▶ [PROBLEM TO SOLVE] Provide nothing except how many lines of the data contain the word "white".

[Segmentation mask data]
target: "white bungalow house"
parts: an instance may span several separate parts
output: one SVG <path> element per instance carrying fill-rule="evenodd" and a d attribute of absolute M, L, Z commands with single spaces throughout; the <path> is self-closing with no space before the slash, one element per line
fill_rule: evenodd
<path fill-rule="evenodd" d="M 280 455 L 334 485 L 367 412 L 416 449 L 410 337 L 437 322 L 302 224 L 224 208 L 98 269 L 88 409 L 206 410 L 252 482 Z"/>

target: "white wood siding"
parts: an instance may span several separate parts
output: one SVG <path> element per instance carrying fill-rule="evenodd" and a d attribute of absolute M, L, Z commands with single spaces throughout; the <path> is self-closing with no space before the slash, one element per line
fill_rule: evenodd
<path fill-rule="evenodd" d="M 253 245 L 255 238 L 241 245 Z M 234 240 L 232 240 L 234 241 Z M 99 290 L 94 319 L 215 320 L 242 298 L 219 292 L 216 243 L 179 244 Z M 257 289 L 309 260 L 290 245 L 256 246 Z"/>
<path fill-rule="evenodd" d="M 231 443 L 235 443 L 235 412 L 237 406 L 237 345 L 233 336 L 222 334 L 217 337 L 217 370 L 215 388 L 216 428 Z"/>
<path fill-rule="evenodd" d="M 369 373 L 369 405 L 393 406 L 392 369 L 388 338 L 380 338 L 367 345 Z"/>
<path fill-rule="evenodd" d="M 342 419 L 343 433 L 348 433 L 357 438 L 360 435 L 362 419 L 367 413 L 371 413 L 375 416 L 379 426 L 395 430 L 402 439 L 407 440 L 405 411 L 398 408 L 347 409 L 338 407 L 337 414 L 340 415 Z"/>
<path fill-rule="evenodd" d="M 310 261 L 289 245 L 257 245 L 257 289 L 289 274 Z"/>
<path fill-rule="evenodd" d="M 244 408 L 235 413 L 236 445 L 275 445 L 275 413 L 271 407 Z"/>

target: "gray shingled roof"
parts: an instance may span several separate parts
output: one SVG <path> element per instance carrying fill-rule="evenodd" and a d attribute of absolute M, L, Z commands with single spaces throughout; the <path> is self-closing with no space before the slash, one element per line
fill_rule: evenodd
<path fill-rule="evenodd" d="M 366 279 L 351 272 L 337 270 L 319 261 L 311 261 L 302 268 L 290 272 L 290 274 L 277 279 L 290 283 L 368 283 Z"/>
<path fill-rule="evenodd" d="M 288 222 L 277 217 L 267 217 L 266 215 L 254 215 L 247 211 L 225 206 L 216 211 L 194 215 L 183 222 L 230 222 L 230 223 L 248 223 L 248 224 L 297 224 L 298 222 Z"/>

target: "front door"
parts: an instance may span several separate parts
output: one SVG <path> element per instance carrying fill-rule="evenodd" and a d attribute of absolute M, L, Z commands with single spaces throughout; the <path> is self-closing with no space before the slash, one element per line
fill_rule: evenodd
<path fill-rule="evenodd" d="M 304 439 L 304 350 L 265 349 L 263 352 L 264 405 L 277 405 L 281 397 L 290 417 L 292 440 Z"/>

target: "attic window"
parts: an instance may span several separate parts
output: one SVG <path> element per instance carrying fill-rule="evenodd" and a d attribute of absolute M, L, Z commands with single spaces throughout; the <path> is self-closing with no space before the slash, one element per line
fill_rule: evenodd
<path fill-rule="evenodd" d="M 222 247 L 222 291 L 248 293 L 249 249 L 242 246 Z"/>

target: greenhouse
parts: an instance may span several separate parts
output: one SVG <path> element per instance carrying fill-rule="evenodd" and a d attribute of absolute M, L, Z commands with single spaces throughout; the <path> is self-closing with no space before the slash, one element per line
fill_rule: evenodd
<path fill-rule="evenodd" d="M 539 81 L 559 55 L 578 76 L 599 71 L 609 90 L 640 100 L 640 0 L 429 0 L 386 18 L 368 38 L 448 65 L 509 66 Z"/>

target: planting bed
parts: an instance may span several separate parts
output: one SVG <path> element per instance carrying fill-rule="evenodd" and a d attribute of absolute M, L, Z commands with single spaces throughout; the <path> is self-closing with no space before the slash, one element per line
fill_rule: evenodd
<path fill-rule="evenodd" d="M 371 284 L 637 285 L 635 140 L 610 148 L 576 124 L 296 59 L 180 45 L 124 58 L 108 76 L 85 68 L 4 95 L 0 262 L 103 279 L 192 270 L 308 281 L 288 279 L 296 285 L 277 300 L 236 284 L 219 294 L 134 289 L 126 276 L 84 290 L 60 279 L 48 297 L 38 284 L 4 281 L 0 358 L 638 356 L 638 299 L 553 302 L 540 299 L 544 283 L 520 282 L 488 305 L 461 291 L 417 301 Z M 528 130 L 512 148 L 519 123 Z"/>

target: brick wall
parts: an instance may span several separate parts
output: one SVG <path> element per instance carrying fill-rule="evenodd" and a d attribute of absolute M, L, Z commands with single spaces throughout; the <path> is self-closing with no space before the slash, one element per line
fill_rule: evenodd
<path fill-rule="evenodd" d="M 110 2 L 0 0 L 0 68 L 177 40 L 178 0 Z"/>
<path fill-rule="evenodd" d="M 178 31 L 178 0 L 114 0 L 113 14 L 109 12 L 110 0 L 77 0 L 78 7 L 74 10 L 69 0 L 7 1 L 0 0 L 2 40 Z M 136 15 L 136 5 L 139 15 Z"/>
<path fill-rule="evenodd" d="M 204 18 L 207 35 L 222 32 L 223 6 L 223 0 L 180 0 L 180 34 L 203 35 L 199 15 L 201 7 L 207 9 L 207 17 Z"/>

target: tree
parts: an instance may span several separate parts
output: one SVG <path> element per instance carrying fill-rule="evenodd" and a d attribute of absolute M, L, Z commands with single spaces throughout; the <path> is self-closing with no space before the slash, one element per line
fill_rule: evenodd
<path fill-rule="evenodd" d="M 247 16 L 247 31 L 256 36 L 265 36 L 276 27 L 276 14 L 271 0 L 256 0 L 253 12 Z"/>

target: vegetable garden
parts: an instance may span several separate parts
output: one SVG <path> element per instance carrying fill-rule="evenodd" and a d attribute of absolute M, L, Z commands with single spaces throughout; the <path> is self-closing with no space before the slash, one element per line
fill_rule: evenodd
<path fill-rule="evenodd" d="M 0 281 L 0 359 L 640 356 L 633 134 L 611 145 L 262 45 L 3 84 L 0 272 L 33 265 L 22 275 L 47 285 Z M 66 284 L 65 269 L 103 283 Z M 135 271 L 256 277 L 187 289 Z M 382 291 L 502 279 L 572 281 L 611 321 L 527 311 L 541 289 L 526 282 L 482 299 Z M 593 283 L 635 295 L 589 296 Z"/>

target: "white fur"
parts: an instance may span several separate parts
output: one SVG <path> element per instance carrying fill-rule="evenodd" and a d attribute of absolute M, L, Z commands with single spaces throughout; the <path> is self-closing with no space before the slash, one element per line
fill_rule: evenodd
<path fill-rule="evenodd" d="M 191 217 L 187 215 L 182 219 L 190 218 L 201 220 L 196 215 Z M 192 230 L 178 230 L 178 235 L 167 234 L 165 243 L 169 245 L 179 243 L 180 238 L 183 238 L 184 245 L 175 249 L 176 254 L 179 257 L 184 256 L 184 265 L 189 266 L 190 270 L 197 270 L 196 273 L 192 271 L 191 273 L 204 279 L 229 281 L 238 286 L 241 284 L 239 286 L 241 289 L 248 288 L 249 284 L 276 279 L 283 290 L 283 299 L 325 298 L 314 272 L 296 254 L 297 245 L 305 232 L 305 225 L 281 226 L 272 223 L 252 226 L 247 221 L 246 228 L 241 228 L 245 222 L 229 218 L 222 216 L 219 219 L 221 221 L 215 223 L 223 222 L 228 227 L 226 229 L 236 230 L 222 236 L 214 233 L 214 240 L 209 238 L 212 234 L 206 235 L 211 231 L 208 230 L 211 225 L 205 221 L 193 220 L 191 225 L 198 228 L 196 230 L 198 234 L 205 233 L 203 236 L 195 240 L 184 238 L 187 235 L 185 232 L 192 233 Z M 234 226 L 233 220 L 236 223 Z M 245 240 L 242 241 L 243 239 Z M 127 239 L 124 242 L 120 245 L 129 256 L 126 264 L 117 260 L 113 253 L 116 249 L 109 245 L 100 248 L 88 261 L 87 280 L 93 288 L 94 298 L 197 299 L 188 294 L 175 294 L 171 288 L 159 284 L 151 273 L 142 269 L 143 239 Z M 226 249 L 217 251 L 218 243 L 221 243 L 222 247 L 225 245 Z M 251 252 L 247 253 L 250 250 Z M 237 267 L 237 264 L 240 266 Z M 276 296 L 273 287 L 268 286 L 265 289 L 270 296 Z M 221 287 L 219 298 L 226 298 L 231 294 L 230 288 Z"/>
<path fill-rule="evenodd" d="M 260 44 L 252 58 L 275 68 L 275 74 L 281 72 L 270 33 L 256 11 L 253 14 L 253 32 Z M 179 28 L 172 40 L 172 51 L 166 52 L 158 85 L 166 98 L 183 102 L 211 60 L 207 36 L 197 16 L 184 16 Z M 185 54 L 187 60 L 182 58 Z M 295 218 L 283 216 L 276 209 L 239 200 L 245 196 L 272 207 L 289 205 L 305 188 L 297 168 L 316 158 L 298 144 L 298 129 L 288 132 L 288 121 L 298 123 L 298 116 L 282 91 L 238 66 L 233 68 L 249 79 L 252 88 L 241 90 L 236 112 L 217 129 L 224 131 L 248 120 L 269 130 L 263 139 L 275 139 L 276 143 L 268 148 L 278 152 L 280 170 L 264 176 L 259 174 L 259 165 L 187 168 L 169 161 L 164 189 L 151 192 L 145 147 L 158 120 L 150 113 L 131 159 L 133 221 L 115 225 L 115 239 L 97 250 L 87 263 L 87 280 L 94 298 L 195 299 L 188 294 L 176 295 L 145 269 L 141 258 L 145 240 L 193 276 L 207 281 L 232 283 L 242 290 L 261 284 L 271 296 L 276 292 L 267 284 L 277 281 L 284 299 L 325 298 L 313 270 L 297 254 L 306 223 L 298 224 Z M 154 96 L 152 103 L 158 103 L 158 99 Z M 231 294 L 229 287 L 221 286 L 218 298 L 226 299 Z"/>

▶ [RESPONSE BOX] 3